__Supplied entries__.

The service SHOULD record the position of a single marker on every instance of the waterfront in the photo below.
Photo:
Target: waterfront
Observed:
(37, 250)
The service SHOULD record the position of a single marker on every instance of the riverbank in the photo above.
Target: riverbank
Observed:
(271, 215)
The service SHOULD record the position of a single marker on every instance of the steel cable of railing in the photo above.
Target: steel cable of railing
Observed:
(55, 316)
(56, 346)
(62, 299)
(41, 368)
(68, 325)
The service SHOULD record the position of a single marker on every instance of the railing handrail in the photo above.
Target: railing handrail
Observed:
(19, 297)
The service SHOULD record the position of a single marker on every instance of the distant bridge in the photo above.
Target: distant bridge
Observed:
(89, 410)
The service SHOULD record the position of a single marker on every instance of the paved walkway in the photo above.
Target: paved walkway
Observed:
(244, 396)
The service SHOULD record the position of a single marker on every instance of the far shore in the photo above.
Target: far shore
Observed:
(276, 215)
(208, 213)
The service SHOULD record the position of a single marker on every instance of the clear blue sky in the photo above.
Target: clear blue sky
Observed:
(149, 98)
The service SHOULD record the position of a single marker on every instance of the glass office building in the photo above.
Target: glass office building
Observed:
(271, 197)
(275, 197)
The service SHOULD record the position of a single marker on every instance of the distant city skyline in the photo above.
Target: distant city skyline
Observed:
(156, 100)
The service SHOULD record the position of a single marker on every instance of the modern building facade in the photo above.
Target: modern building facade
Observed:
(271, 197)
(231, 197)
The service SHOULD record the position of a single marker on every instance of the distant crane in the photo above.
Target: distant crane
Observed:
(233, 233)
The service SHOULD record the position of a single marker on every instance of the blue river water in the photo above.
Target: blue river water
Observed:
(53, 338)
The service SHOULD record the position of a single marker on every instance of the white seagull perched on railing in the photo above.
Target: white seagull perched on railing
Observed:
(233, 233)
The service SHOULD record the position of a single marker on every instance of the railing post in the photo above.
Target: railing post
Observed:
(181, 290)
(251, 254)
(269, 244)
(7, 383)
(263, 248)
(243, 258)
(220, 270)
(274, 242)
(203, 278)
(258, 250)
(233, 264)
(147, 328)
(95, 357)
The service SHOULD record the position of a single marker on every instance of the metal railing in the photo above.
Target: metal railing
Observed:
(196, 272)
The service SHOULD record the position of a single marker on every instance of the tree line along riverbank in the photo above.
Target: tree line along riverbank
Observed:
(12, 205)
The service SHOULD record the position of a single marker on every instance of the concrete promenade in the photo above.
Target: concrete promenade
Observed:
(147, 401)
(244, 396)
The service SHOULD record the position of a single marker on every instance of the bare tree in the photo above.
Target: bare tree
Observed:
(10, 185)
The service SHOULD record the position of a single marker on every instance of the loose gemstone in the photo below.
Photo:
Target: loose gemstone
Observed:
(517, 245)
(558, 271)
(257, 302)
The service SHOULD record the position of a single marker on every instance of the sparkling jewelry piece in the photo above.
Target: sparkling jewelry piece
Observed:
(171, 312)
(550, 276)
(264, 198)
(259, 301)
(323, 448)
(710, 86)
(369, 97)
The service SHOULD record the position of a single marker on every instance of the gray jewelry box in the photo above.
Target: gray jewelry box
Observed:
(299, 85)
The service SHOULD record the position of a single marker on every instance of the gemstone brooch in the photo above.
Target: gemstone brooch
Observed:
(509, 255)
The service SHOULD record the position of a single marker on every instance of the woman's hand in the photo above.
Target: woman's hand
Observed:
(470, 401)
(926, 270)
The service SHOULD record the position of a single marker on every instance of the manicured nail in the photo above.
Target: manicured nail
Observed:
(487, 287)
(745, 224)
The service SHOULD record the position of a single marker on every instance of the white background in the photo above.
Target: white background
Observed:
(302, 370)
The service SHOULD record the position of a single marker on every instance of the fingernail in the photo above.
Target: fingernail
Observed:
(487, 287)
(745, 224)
==
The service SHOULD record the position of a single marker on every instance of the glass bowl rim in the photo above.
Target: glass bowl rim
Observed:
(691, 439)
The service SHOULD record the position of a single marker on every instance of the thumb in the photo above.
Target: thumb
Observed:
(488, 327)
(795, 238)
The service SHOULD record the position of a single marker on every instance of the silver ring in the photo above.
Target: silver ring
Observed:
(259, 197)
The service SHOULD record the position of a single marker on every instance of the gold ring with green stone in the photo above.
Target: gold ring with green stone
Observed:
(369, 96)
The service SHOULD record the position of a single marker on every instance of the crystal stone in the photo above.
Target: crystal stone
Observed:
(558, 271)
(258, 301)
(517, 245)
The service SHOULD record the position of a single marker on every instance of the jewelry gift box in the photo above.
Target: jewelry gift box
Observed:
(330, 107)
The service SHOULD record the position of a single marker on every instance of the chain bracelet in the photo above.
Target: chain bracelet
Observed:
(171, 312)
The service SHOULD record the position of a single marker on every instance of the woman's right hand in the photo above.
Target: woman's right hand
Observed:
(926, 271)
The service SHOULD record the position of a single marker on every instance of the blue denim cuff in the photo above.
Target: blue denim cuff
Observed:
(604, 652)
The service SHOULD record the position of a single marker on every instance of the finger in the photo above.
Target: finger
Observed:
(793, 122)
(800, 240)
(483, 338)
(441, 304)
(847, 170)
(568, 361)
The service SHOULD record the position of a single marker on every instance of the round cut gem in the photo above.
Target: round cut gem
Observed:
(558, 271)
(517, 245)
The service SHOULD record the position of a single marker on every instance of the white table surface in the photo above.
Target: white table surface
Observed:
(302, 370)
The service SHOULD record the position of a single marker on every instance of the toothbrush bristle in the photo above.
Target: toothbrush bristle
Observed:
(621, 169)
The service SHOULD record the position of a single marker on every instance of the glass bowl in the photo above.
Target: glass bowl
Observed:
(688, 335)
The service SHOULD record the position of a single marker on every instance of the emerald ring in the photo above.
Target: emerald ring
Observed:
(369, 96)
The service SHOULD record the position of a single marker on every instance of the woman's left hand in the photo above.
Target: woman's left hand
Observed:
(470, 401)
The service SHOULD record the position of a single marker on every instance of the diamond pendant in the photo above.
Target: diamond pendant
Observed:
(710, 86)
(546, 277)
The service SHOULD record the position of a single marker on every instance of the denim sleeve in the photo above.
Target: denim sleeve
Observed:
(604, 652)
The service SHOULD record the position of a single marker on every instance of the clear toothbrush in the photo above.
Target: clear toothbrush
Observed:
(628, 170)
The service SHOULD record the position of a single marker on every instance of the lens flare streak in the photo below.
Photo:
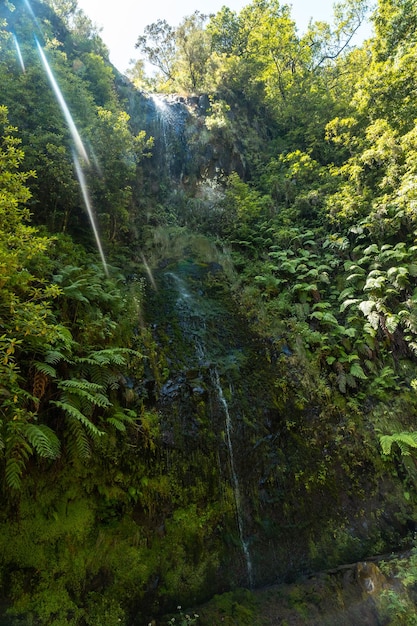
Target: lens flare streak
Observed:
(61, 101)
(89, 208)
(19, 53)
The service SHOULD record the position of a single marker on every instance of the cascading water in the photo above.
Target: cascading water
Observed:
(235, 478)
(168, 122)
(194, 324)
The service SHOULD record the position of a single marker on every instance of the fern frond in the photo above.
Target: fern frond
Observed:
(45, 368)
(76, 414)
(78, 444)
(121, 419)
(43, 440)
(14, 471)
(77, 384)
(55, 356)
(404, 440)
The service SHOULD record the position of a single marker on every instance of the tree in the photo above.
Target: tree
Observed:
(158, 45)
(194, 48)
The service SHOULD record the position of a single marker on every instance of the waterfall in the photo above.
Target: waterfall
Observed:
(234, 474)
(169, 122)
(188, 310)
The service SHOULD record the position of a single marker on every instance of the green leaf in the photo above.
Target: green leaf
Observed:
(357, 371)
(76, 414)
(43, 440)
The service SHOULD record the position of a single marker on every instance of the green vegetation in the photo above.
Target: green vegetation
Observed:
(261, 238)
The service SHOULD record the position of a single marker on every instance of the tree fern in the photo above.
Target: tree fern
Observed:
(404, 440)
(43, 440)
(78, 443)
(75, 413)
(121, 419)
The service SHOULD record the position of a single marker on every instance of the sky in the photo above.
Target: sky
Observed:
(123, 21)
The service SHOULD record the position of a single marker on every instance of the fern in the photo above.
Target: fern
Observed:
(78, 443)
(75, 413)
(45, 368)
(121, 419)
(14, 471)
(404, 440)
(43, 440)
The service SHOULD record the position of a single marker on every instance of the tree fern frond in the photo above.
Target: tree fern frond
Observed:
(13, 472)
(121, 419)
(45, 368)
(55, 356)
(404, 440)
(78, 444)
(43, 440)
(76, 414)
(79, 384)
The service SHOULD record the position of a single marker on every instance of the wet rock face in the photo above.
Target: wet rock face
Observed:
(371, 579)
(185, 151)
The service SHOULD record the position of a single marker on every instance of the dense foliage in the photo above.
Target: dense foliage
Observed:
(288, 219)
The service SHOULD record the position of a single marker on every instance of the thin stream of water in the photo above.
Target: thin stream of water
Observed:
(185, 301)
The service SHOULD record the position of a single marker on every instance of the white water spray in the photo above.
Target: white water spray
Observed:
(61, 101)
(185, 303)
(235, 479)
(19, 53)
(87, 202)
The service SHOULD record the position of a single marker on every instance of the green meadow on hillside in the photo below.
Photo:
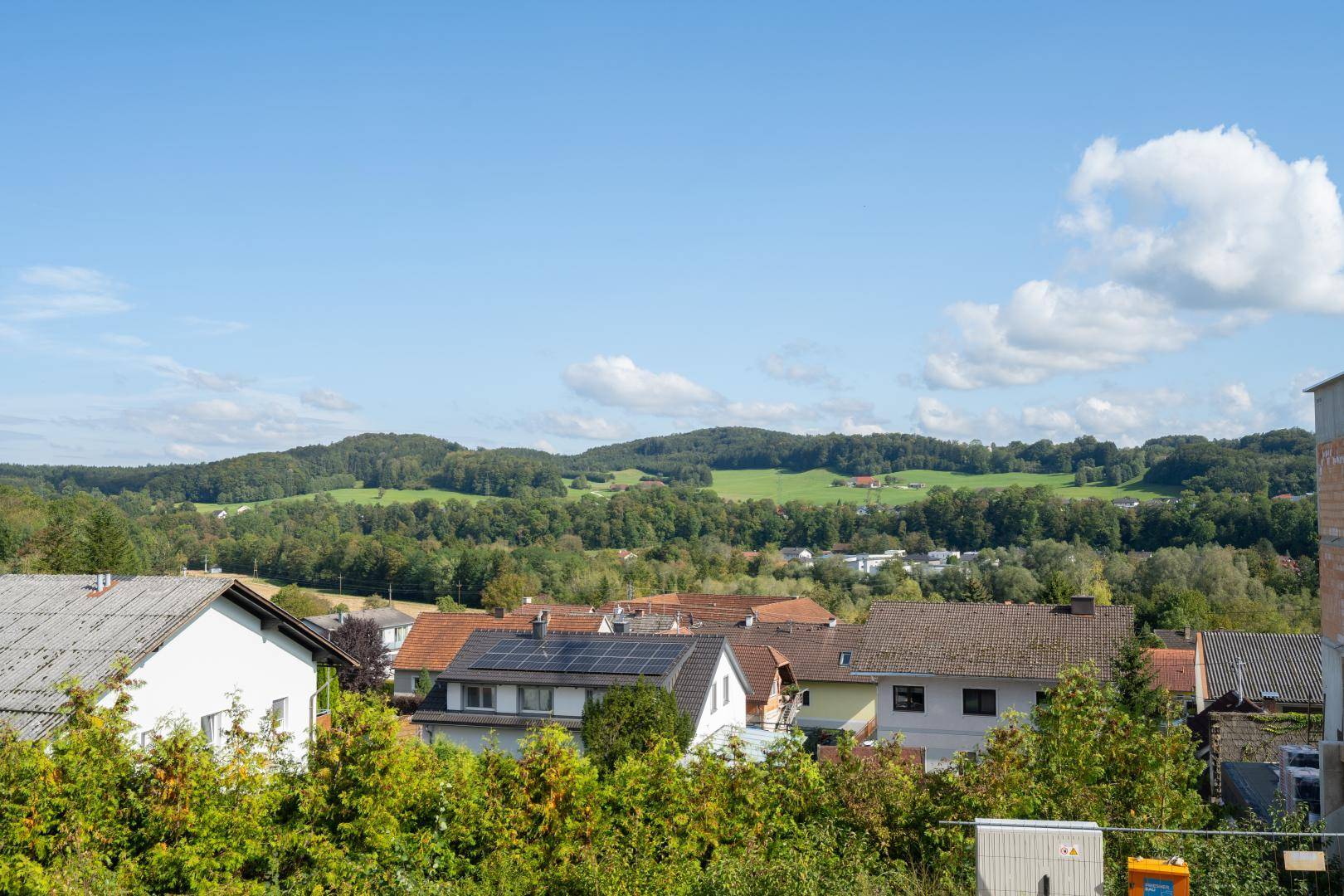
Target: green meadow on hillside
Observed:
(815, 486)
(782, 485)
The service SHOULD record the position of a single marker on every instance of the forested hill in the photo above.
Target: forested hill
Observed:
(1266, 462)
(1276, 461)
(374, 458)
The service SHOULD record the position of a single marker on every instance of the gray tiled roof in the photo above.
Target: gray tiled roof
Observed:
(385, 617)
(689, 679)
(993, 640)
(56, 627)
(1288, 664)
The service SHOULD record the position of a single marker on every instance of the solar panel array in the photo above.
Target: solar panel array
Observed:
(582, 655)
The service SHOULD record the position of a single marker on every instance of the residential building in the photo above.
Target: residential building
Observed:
* * *
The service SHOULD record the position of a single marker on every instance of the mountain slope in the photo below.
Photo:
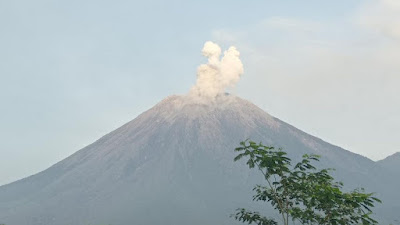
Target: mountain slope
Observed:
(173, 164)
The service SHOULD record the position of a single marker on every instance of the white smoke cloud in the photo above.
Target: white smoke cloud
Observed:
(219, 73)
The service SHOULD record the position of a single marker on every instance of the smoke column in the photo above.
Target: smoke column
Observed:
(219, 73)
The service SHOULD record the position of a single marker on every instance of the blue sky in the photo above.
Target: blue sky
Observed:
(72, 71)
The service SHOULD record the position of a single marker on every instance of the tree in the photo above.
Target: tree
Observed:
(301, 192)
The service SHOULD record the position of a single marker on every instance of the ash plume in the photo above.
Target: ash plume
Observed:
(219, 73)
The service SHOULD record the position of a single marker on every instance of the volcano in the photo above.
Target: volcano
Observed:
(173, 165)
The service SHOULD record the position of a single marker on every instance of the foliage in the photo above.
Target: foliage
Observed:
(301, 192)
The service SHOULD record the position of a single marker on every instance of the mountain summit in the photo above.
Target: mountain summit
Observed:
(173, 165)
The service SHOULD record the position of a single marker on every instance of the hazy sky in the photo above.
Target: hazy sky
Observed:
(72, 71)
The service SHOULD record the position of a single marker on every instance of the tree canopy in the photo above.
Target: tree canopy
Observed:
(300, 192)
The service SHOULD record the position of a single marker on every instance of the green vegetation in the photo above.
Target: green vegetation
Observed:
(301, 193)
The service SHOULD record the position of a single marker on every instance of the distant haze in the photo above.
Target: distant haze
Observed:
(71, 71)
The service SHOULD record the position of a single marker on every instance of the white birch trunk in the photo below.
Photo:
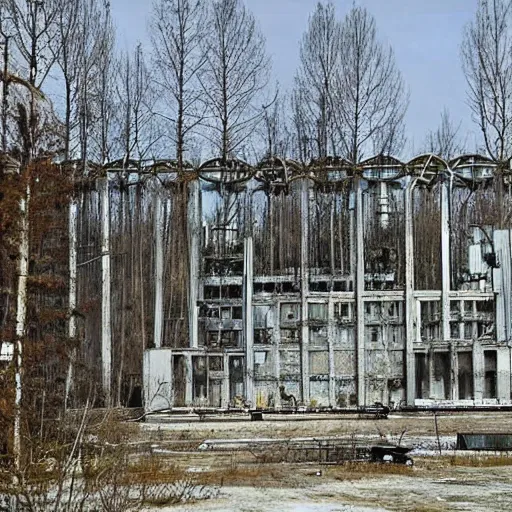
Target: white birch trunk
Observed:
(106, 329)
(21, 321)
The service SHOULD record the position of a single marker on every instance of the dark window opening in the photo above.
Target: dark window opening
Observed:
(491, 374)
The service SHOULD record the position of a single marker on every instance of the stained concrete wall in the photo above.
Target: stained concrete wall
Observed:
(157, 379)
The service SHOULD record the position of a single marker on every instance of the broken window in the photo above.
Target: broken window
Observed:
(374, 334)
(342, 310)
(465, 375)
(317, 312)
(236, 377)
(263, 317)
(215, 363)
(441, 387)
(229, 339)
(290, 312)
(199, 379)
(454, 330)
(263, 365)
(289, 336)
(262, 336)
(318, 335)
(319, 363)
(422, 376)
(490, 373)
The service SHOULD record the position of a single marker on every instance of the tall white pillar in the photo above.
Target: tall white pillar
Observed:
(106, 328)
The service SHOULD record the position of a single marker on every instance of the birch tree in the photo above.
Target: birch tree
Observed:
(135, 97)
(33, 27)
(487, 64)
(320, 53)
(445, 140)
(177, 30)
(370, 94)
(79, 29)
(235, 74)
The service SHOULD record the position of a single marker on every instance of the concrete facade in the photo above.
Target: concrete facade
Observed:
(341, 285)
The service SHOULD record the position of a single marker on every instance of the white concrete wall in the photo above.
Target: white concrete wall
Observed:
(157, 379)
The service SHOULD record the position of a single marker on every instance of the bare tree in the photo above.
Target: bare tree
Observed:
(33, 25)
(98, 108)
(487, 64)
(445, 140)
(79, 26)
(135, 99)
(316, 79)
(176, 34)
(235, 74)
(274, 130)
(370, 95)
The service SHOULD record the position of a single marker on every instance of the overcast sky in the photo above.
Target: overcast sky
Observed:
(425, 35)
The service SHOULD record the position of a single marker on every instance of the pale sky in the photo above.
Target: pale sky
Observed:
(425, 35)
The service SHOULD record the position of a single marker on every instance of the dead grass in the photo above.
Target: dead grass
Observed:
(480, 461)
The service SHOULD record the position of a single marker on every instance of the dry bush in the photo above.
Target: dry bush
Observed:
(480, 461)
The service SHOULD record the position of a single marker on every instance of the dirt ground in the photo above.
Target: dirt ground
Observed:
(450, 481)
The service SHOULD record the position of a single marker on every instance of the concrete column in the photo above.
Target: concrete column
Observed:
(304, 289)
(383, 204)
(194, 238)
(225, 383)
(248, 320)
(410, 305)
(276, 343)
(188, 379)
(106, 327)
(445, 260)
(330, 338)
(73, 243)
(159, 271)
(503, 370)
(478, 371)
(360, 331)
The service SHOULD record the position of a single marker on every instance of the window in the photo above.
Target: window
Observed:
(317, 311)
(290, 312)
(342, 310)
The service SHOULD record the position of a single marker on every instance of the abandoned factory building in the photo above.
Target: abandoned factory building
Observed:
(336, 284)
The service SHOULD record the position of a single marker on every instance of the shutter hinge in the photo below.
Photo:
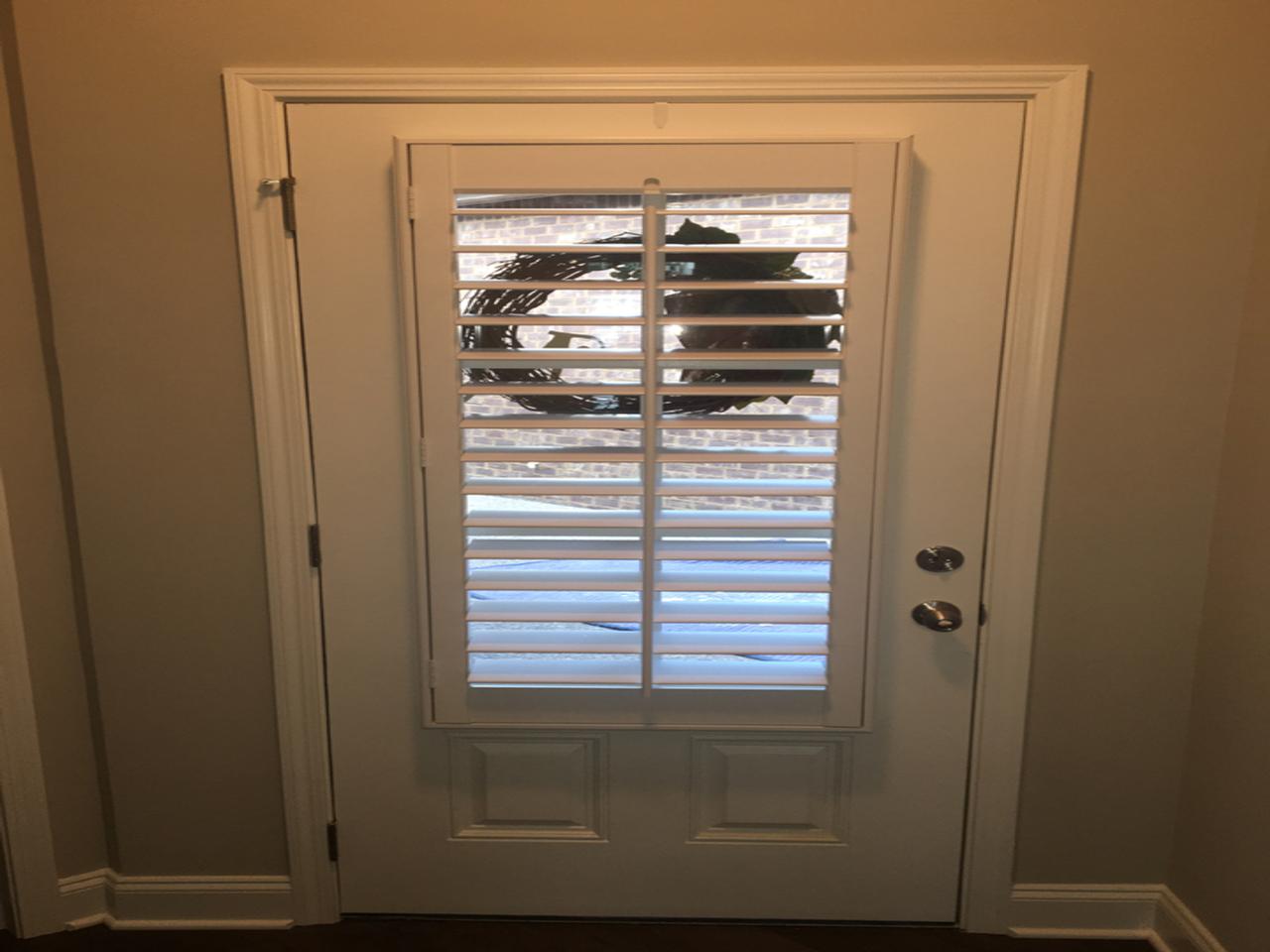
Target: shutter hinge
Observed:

__Your objective__.
Report how many lines in the listing above contain the word "gemstone", counting case as significant. Give only the number.

__Answer to this task__.
4